* _Directive_
Reproduce every one of the entries below word for word, in the same order and with the same line breaks.

***

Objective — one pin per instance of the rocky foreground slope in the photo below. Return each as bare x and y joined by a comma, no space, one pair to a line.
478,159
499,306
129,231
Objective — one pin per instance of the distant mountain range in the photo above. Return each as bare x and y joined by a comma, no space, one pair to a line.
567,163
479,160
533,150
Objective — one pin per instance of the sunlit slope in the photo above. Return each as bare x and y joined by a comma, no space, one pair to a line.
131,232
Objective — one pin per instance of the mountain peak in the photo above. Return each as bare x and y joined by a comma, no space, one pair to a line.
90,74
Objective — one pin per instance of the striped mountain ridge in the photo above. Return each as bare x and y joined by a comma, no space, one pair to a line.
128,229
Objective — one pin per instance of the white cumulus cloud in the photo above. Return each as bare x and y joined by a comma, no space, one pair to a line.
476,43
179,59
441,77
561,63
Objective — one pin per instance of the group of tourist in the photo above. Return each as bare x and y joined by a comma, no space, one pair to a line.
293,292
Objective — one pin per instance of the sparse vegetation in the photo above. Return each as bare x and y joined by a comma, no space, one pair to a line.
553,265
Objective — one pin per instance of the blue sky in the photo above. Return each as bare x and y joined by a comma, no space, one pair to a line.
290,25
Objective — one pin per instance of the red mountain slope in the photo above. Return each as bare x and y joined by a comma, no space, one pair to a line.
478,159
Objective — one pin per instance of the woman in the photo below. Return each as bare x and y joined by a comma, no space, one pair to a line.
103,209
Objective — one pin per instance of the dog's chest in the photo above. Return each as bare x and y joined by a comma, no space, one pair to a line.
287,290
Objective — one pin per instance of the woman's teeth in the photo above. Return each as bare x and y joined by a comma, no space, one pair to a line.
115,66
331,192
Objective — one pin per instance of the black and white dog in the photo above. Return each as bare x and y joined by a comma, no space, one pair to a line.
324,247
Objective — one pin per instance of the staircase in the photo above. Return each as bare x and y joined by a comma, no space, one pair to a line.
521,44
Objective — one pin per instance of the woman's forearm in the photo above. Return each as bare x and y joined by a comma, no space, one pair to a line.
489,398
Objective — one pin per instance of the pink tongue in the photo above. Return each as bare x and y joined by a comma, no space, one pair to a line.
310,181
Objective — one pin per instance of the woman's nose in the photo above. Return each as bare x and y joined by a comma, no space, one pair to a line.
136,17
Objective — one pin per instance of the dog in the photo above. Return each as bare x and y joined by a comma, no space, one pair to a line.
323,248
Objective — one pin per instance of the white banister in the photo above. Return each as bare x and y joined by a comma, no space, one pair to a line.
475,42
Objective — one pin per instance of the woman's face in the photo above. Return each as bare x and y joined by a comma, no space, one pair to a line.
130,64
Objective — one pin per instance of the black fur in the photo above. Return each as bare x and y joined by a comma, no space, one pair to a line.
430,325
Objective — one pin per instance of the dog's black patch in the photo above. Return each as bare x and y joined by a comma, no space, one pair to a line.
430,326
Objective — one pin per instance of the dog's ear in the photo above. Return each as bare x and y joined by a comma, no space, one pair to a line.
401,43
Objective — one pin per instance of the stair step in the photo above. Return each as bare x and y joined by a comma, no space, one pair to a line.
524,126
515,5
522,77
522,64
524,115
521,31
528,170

***

* _Full solution_
Objective — one pin per instance of the rocky foreground slope in the photo below. Return each as bare x and y joined by a comma, no space, one pair to a line.
478,159
499,306
129,231
Objective — one pin per instance of the distant mountain range in the photo above. Return each as bare x and y joined by a comma, no space, one pair to a line.
567,163
479,160
533,150
Objective — one pin per instance of the sunlit slope in the photo above. Return each as bare x and y joined by a comma, no space, one pair to a line.
131,232
Objective — one pin per instance of the mountain peak in the photo above. Return each as bare x and y joined by a comma, no space, one pair to a line.
90,74
Objective — one pin per instance of the striped mountain ridge in the photo above. Return each as bare x and y joined by a comma, no space, one pair to a line.
128,229
Objective — one pin per instance of the white cumulus cloud in the photo above. Return each as bare x and y joined by a comma, no space, one pair to a line.
476,43
179,59
441,77
561,63
Objective — one pin per instance of the group of tourist in the photo above. Return each as bare x and y joined by a comma, no space, one pair to a line.
293,292
Objective — one pin per instance of the sparse vegetation in the photo above. Return each as bare x and y joined by a comma, no space, one pair to a line.
553,265
Objective — one pin per instance of the blue sky in the photo above. Return each as bare x and y joined by a comma, no space, one pair to a line.
290,25
Objective — one pin per instance of the red mountain slope in the photo above. Return each as bare x and y joined by a comma, no space, one pair to a line.
478,159
Objective — one pin per instance of the woman in the photo below. Return each as bare x and y joined by a comma, no space, one pair to a line.
103,209
Objective — one pin per instance of the dog's chest in the photo above. Return each as bare x and y joined by a comma, no space, one pair to a line.
287,290
Objective — one pin per instance of the woman's teeth in the photo above. Return each as bare x and y joined by a comma, no space, one pair to a line.
115,66
331,192
Objective — one pin per instance of the black and white dog in the photo above. Return each as bare x and y joined by a comma, no space, one pair to a line.
324,247
Objective — one pin per instance of the staircase in the photo above. Return each as bare x and y joined by a comma, no space, one pair to a line.
521,44
Objective — one pin per instance of the woman's forearm in the photo above. Return each as bare x and y joined by a comma, no space, one pair to a line.
489,398
Objective — one pin per instance of the pink tongue in the photo above. Return each as bare x and y joined by a comma, no space, one pair to a line.
310,181
Objective — one pin per instance of the woman's nose in the photo above. Return each as bare x and y joined by a comma, no space, one pair to a line.
136,17
Objective — one pin per instance of the dog in the photo above. Return each as bare x and y joined by a comma, no space, one pair to a line.
323,248
Objective — one pin per instance of the white banister in the photo above. Return each as bare x and y joined by a comma, no space, one pair to a line.
475,42
Objective — one pin per instance of the woman's face in the photo above. Return each as bare x and y joined by a comma, no space, one pair to a line.
130,64
Objective — one pin per instance of the black fur in the photo above. Return each as bare x and y joined by a comma, no space, one pair to a line.
430,325
Objective — one pin per instance of the dog's black patch in the photo above. Return each as bare x and y joined by a comma, no space, one pair to a line.
430,326
Objective — one pin per instance of the dog's ear in the photo above. Return each as bare x and y joined by a comma, no space, one pair to a line.
401,43
Objective — one pin per instance of the stair step in the photo above. Return each as bare x and y joined by a comma, no space, one pair to a line.
524,126
515,5
522,77
522,64
524,115
521,31
528,170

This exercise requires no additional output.